### EXTRACTED MATERIAL ###

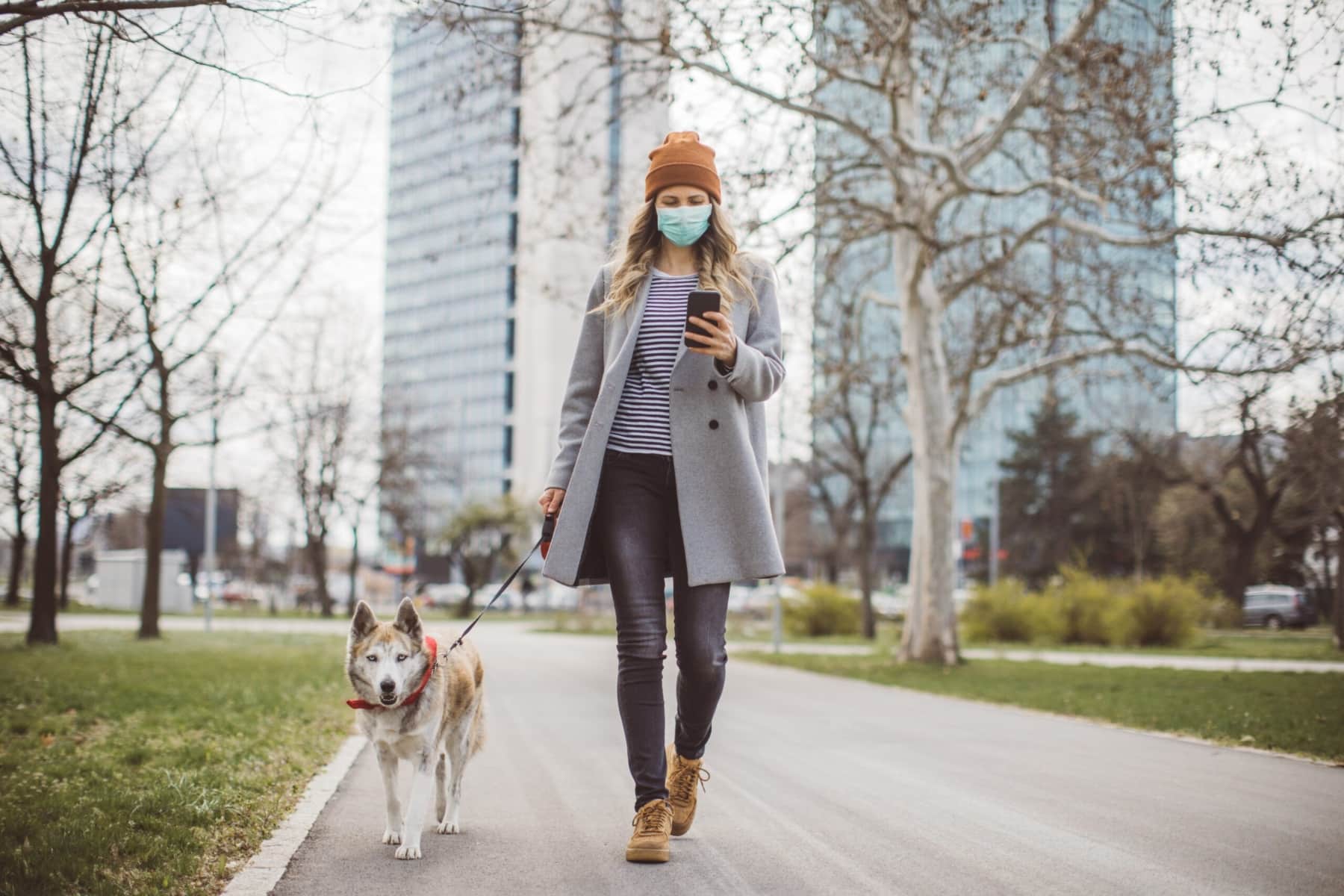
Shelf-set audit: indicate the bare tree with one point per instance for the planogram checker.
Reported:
(482, 539)
(1021, 171)
(1242, 479)
(327, 441)
(191, 267)
(96, 480)
(60, 331)
(18, 432)
(1316, 464)
(858, 381)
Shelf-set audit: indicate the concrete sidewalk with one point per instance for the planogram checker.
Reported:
(826, 785)
(1151, 660)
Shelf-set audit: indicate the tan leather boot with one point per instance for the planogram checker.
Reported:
(652, 825)
(683, 775)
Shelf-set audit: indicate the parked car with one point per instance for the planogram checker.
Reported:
(1276, 606)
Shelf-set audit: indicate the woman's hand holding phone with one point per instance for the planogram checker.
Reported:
(551, 500)
(712, 329)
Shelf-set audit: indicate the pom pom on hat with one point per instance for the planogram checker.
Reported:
(682, 159)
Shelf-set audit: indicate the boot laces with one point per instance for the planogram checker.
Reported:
(651, 817)
(685, 780)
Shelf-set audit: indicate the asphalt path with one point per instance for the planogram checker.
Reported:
(824, 785)
(15, 622)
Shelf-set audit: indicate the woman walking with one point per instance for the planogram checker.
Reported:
(662, 467)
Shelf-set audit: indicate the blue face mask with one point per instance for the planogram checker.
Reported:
(685, 225)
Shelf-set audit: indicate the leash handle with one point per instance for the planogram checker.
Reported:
(547, 529)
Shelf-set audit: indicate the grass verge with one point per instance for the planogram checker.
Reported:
(1313, 644)
(1284, 711)
(161, 766)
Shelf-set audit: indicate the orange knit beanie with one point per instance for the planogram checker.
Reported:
(682, 159)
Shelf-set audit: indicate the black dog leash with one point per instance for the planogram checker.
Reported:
(544, 543)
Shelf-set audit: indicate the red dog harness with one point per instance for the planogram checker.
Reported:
(411, 697)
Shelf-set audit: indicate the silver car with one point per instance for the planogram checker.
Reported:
(1276, 606)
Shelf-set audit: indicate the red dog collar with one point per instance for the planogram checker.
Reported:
(429, 673)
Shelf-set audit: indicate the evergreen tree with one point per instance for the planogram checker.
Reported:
(1050, 508)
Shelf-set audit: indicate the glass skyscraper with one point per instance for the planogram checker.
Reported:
(494, 237)
(1108, 394)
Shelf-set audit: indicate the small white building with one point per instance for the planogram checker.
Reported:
(121, 581)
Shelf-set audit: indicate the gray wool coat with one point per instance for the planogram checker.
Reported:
(718, 440)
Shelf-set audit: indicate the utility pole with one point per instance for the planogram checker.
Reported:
(210, 491)
(781, 489)
(994, 535)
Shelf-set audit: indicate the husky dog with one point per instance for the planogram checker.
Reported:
(421, 703)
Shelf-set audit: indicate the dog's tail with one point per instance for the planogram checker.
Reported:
(479, 726)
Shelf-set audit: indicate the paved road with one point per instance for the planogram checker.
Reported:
(87, 621)
(824, 785)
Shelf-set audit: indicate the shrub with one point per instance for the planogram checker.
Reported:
(1082, 603)
(1157, 613)
(1007, 612)
(821, 610)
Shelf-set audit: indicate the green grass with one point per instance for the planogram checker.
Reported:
(1285, 711)
(156, 768)
(1312, 644)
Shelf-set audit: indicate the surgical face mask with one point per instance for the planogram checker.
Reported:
(685, 225)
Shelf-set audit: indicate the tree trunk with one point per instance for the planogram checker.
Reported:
(42, 626)
(354, 570)
(866, 563)
(317, 563)
(67, 548)
(155, 547)
(18, 548)
(1337, 615)
(930, 629)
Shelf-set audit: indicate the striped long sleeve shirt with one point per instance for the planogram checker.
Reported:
(643, 420)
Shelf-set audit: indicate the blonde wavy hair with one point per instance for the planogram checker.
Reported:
(717, 260)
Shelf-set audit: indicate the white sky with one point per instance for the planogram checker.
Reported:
(351, 70)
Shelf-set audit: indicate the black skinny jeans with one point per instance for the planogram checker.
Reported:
(638, 524)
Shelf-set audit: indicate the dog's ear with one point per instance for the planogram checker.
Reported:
(408, 620)
(363, 622)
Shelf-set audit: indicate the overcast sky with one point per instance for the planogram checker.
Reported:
(347, 63)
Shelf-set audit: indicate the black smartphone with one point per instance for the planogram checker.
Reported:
(697, 304)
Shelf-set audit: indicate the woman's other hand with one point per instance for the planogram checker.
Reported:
(551, 500)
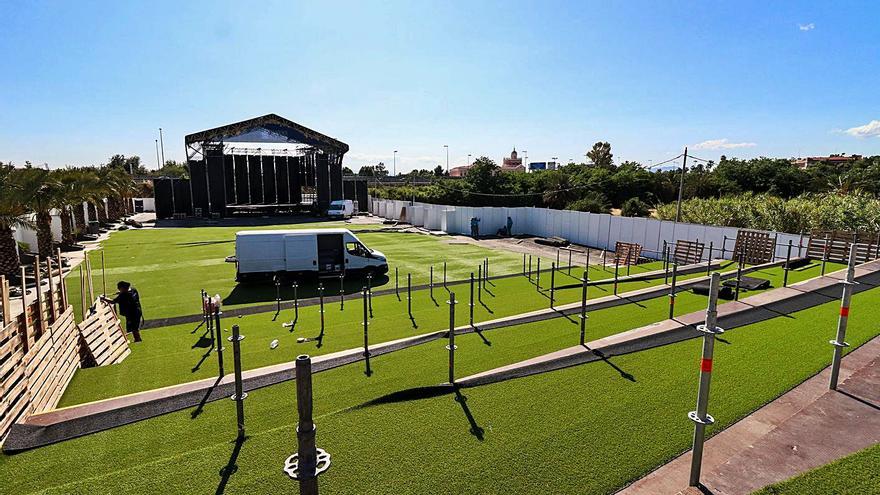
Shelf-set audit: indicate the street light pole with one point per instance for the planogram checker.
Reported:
(162, 144)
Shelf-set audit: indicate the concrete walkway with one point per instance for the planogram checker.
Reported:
(803, 429)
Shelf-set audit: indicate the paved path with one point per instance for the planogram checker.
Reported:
(805, 428)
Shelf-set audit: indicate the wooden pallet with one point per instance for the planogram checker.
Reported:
(834, 245)
(627, 253)
(754, 246)
(688, 252)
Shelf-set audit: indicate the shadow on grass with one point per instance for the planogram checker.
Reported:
(475, 428)
(201, 406)
(623, 374)
(203, 243)
(255, 292)
(231, 466)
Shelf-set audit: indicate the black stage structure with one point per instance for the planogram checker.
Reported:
(263, 165)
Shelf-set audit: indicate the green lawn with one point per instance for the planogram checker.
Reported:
(856, 474)
(586, 429)
(177, 354)
(170, 266)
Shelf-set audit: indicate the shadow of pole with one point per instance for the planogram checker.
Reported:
(475, 428)
(201, 407)
(231, 467)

###

■ **WHAT TO WORK ON**: Scan the entries above, and wherever a line holds the string "paved", copy it.

■ **SOLUTION**:
Shelf-set audit: indicate the paved road with one point per instance for the planogram checker.
Shelf-set audit: indicate the paved path with one point per instance for the planogram checker.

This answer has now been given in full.